Stigma is going to kill us – May is Mental Health Month post

For the last two years, I’ve written a post in observance of May is Mental Health Month.  This time around I want to focus on stigma. Webster dictionary defines stigma as a mark of shame or discredit. Well, there’s nothing shameful about having a mental illness. However, society believe otherwise.

It’s stigma that prevents us from reaching to those who need help because we don’t want to be associated with someone with a mental illness. Some of us grew up having “that crazy uncle” who was locked away in a room at Grandma’s house.  The truth is that Crazy Uncle (fill in the blank) may have been depressed or schizophrenic. Stigma prevents medical personnel from asking questions about mental health during an examination. You may overeat because you love food.  Or you may overeat because you suffer from anxiety. It’s stigma that makes us fearful of that homeless person who’s screaming at no one in the middle of the street. Studies have shown that those with mental illness are more likely to be victims of violence than perpetrators.  It’s stigma that prevent those with mental illness from receiving treatment. It’s stigma that makes us even afraid to acknowledge that mental illness exists.  And it is stigma that will eventually kill us.

▸ **Entries supplied**
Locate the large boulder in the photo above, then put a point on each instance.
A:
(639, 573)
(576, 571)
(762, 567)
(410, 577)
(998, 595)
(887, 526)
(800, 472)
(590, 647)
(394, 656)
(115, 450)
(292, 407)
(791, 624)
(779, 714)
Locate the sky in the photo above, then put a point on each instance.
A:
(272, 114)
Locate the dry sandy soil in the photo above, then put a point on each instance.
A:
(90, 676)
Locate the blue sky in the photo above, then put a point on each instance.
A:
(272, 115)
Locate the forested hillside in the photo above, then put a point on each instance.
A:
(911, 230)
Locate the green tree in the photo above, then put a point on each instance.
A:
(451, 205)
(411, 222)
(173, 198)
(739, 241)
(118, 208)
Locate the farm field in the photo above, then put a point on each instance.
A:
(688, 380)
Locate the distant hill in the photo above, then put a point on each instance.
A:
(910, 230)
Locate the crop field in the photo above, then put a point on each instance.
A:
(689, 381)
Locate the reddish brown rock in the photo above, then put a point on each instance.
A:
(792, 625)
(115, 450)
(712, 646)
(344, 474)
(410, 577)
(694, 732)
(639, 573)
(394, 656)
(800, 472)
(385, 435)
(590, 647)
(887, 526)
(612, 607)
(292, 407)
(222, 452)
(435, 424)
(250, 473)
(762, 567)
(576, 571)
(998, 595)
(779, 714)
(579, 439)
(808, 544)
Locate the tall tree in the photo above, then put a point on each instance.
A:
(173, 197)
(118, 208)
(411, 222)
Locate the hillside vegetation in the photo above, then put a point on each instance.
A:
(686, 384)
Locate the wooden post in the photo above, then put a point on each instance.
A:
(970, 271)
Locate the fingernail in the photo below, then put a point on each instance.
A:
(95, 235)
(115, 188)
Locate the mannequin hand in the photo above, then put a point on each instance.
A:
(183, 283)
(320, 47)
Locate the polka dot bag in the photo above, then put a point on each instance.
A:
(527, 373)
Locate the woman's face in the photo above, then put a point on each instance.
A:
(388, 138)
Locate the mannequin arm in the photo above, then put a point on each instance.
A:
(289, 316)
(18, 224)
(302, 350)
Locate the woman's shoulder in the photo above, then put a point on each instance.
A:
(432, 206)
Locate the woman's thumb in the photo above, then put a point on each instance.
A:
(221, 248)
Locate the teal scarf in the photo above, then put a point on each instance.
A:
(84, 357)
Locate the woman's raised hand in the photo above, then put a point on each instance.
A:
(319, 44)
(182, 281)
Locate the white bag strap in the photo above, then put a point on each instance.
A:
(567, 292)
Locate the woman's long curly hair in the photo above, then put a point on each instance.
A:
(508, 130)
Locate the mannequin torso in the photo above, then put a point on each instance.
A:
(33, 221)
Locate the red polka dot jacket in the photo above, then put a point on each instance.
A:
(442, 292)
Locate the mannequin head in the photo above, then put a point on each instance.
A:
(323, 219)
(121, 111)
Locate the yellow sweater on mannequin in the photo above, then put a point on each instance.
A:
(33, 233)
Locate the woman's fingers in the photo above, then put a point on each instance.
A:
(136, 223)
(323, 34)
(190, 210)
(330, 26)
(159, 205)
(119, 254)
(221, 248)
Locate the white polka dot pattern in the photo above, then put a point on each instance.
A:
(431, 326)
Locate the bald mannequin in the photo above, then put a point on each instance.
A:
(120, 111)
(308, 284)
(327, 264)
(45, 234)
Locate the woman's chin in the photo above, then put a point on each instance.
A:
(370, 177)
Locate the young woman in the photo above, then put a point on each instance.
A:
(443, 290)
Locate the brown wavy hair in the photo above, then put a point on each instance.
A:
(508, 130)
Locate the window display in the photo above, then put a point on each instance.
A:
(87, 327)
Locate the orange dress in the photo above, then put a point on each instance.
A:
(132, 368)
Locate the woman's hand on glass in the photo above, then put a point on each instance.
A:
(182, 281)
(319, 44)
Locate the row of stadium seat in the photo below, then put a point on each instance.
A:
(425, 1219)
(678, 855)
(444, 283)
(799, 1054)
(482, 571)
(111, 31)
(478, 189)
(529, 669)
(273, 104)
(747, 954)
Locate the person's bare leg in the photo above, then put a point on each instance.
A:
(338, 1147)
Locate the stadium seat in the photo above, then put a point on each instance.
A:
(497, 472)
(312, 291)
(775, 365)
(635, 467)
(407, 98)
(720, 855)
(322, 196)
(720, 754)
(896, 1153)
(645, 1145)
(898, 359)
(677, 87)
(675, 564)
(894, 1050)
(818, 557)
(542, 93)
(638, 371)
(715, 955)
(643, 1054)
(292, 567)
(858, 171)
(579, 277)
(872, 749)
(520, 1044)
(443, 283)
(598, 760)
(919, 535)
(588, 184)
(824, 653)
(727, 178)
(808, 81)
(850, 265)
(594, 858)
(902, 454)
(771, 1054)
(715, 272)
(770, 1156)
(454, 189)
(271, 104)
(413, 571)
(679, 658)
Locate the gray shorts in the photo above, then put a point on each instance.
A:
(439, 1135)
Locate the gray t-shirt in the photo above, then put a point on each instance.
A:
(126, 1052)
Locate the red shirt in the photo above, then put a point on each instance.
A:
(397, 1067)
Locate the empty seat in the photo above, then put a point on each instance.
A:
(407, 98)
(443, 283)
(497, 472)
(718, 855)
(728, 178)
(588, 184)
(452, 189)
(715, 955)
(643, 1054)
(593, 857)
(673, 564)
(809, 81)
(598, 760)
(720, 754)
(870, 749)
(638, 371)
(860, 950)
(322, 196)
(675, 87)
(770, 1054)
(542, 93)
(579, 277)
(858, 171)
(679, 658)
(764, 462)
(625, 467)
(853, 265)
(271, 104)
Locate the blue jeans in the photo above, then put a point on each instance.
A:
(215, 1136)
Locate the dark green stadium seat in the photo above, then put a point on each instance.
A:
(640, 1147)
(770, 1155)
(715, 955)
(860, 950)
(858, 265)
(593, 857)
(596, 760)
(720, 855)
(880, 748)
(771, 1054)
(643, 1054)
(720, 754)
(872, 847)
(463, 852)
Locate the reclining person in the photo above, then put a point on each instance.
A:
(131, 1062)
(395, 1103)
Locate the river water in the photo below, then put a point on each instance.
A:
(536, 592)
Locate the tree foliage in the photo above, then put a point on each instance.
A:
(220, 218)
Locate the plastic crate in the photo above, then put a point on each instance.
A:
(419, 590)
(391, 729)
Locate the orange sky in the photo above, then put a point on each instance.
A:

▸ **What is required**
Rewrite the passage of the post on stigma starting at "Stigma is going" and ending at "society believe otherwise.", with "shameful" replaced by "disgraceful".

▸ **Exercise result**
Stigma is going to kill us – May is Mental Health Month post

For the last two years, I’ve written a post in observance of May is Mental Health Month.  This time around I want to focus on stigma. Webster dictionary defines stigma as a mark of shame or discredit. Well, there’s nothing disgraceful about having a mental illness. However, society believe otherwise.